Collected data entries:
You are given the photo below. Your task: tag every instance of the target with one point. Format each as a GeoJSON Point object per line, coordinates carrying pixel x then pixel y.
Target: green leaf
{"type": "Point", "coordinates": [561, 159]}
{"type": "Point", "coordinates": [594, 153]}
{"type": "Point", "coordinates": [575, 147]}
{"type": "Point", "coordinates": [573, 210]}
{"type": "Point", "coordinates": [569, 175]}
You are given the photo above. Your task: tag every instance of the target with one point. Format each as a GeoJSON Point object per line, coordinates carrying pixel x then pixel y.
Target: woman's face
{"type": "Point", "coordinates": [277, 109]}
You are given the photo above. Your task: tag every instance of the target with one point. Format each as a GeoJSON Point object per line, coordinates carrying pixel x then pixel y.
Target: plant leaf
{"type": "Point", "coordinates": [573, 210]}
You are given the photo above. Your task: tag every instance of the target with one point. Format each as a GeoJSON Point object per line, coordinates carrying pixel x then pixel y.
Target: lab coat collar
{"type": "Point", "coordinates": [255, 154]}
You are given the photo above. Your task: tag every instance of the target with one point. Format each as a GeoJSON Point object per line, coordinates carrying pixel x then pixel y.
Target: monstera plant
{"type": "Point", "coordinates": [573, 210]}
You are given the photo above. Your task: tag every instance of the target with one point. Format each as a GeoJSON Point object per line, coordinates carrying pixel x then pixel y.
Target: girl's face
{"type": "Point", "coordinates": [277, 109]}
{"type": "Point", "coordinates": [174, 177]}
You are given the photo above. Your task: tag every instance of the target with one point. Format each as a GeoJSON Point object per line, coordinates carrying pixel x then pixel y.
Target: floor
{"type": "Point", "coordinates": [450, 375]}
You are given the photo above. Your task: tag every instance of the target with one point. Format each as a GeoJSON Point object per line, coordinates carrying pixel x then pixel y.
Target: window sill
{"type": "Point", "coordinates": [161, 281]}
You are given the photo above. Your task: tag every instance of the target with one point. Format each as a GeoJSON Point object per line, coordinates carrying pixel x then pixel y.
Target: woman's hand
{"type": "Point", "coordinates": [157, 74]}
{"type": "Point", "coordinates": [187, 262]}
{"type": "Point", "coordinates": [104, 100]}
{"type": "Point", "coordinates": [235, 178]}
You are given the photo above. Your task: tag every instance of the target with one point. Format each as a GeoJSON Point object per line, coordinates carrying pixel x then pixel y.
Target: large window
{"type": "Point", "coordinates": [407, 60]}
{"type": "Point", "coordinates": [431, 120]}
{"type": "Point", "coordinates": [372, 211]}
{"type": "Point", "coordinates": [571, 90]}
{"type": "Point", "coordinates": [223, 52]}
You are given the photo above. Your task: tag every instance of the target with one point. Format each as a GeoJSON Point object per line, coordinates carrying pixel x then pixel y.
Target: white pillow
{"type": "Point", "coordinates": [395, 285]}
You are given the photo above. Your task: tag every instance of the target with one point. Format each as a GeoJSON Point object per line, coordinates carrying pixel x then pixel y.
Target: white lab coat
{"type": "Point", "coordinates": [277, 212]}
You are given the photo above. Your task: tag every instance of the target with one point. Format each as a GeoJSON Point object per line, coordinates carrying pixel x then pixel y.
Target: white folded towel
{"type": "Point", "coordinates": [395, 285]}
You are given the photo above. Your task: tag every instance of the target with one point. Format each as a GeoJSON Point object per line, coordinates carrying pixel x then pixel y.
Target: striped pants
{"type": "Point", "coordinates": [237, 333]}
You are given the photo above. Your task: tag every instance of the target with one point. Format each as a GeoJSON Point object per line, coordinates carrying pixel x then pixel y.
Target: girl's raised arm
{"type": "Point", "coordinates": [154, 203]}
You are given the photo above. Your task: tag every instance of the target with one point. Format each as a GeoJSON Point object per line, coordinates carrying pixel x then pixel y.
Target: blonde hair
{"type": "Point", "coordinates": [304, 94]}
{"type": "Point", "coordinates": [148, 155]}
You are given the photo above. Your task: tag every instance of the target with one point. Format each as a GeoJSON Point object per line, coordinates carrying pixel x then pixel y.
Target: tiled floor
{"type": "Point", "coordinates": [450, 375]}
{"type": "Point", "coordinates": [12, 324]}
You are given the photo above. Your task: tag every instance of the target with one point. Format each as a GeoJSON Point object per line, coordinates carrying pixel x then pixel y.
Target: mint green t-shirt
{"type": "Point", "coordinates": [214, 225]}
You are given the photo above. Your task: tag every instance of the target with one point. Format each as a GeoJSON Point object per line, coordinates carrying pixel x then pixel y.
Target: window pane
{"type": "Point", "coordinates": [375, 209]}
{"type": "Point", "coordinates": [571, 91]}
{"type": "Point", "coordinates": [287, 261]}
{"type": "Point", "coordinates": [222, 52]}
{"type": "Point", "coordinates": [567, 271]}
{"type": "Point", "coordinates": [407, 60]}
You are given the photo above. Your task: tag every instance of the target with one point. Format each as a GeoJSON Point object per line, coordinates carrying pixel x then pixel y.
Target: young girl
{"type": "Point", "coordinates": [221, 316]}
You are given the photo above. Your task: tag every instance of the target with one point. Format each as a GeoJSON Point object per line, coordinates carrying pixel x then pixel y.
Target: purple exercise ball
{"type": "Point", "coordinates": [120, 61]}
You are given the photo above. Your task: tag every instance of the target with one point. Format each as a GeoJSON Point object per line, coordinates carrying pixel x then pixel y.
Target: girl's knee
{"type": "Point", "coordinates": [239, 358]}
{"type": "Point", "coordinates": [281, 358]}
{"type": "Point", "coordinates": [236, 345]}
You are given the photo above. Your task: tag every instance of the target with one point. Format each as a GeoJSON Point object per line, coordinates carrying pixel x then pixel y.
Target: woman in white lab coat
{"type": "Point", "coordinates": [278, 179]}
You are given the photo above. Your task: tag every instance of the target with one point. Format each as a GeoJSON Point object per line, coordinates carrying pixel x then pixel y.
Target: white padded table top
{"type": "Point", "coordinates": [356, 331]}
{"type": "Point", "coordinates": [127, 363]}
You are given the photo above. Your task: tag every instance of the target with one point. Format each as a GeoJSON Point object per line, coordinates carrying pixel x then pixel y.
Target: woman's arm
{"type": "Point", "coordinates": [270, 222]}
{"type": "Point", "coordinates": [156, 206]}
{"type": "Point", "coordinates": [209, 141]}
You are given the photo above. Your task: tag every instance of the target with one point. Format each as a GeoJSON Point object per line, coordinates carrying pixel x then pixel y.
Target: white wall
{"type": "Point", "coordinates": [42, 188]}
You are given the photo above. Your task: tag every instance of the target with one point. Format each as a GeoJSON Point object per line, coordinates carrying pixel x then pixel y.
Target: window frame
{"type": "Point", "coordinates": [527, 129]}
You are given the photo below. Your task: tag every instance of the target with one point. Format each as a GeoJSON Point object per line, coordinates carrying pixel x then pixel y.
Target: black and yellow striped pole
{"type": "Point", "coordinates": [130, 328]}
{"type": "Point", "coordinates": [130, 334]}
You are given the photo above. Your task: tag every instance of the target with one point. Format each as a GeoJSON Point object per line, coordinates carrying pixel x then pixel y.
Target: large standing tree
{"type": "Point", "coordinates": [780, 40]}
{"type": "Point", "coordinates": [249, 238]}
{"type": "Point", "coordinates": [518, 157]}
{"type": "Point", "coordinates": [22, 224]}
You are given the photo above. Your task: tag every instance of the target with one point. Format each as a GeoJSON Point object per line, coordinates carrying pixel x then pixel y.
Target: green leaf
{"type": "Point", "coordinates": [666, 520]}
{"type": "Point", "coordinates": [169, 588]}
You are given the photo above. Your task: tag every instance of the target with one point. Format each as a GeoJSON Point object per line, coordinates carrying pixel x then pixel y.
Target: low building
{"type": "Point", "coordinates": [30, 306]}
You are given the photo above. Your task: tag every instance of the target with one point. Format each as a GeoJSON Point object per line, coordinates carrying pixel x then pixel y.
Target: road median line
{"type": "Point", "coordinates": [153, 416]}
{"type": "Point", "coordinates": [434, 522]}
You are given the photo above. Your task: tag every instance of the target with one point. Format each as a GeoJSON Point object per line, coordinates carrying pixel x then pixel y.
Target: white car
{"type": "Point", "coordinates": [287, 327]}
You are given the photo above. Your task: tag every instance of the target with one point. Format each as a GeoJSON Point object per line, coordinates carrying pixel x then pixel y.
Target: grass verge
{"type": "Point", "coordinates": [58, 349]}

### TASK STATEMENT
Print exactly the lines from the one containing "Target: low building" through the last line of the records above, both included.

### RESULT OF THIS TASK
Target: low building
{"type": "Point", "coordinates": [30, 306]}
You are given the photo above. Your task: tag every instance of the target with one point. Format each as a GeoJSON Point object per line, coordinates carrying pixel x then pixel y.
Target: road median line
{"type": "Point", "coordinates": [153, 416]}
{"type": "Point", "coordinates": [434, 522]}
You are given the photo above. Your task: tag every instance of the target with one point. Format each as a GeoJSON Point object per line, coordinates carrying pixel x then pixel y.
Target: white car
{"type": "Point", "coordinates": [287, 327]}
You are given the photo above. Your task: tag every instance of the target with one point. Format each as a GeoJSON Point object per line, coordinates carrying pixel x then pixel y.
Target: grass verge
{"type": "Point", "coordinates": [58, 349]}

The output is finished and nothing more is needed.